• [Daftar Tugas]
**1)** Tuliskan kembali tanpa perubahan bagian tulisan tentang pindah tugas ke Jakarta, mulai dari "Bisa pindah ke" sampai dengan "tahun datang menghampiri.".
**2)** Teruskan tulisan tentang pindah tugas ke Jakarta, dimulai tepat setelah kalimat terakhir yang ditampilkan.

Senin, 06 April 2015

PJKA...




Akhir bulan Agustus 2014 lalu, saya mendapat tugas baru ke ibu kota negara Indonesia, setelah sekian tahun tugas di kota Ternate, Maluku Utara. Cukup lama juga saya di kota Ternate, enam tahun lebih. Sebuah kota kecil namun aktifitasnya tetap ada meski waktu sudah berada di ujung malam. Sepertinya saya sudah layak menjadi warga kota ini ya.. Tapi karena tugas, jadinya harus meninggalkan kota ini...

Bisa pindah ke Jakarta setelah sekian lama di luar Jawa, siapa yang tidak senang ya? Memang sih.. Jakarta bukan kota idaman buat saya. Tapi dari pada nun jauh di sana jauh dari keluarga di ujung timur utara Indonesi... ya di Jakarta ini bisa jadi lebih baik. Yang paling saya benci dengan Jakarta adalah macet dan semrawutnya. Dulu aja sudah begini apalagi sekarang. Belum lagi banjir yang hampir tiap tahun datang menghampiri.

• [Data yang Diberikan]
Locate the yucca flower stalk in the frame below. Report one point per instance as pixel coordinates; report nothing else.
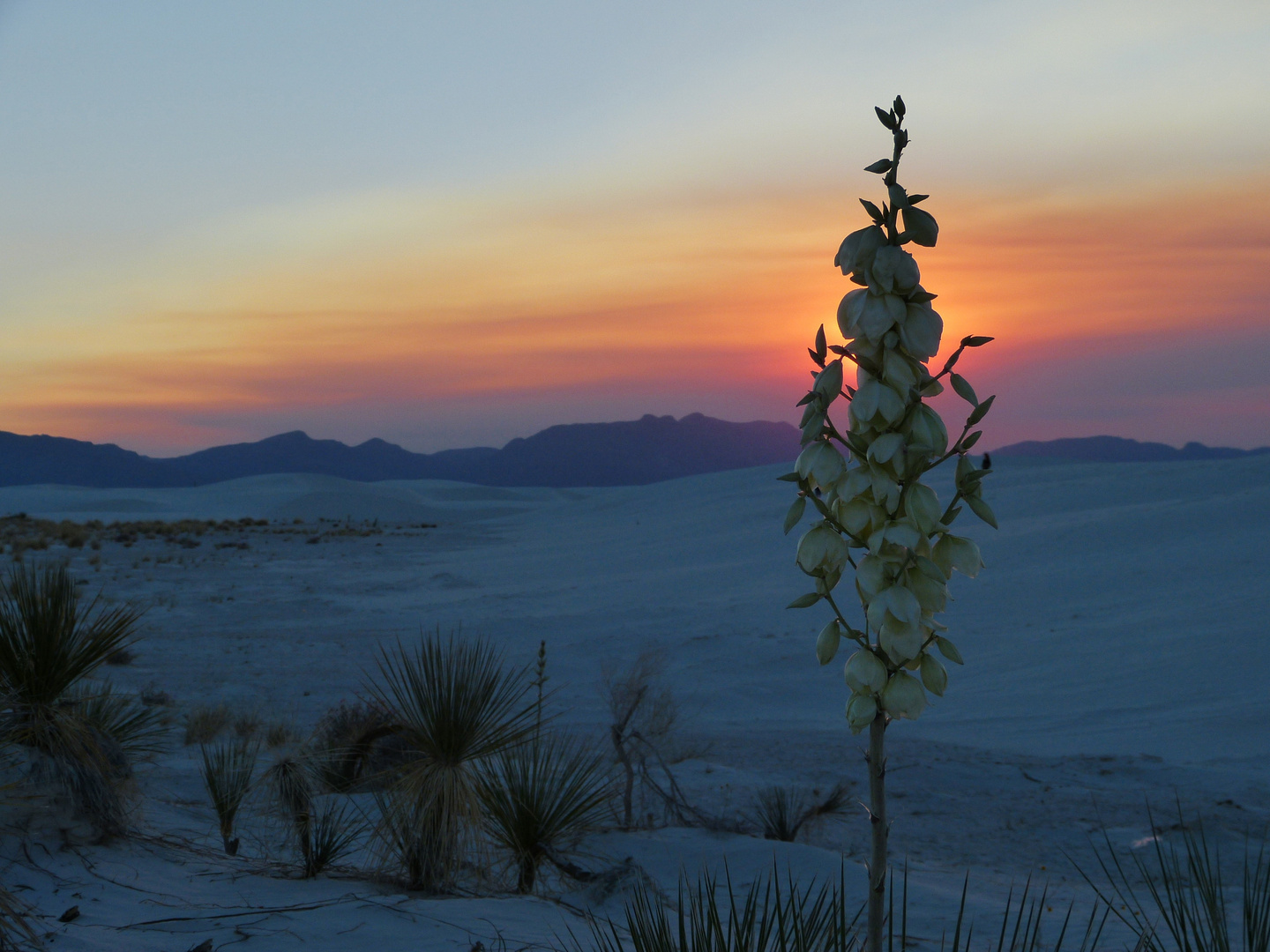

• [Jawaban yang Diharapkan]
**1)**
Bisa pindah ke Jakarta setelah sekian lama di luar Jawa, siapa yang tidak senang ya? Memang sih.. Jakarta bukan kota idaman buat saya. Tapi dari pada nun jauh di sana jauh dari keluarga di ujung timur utara Indonesi... ya di Jakarta ini bisa jadi lebih baik. Yang paling saya benci dengan Jakarta adalah macet dan semrawutnya. Dulu aja sudah begini apalagi sekarang. Belum lagi banjir yang hampir tiap tahun datang menghampiri.

**2)**
Dulu.. sekitar tahun sembilan puluhan, saya pernah tinggal di Jakarta selama tiga tahun, jadi anak kuliahan gitu. Eh, sebenarnya bukan di Jakarta sih, cuma di pinggirannya saja. Tepatnya di seputaran Pondok Aren, yang sudah masuk wilayah Tangerang. Tapi secara geografis memang relatif dekat dengan Jakarta Selatan. Enak juga tinggal di sini karena masih ada suasana kampung. Tapi kalau sedang ada perlu ke Kebayoran Lama atau Kebayoran Baru, macetnya minta ampun.
Selesai jadi anak kuliahan, kemudian saya magang di kantor yang berada di Lapangan Banteng. Karena jarak yang cukup jauh antara Pondok Aren - Lapangan Banteng, saya harus berangkat pagi-pagi sekali. Paling tidak jam 5 pagi sudah harus meninggalkan rumah, eh kos, menuju ke tempat magang supaya tidak terlambat. Pulang magang sampai tempat kos bisa malam hari sekitar jam 7 - 8.  Demi efisiensi, akhirnya saya pindah kos ke daerah Sentiong. Menuju Lapangan Banteng dari kos saya cukup menggunakan mikrolet satu kali sekitar lima belas menit.
Namun magang saya tidak berlangsung lama, hanya sekitar tiga bulan. Saya harus meninggalkan kantor ini dan melaksanakan tugas di tempat baru. Tempat tugas itu berada di kota yang terletak di ujung utara pulau Sulawesi. Sebuah kota yang dekat dengan taman laut Bunaken yang terkenal itu. Namun, setelah beberapa kali pindah tugas, tanpa dinyana saya kembali lagi ke tempat saya magang dahulu, walaupun sekarang sudah mengalami banyak perubahan.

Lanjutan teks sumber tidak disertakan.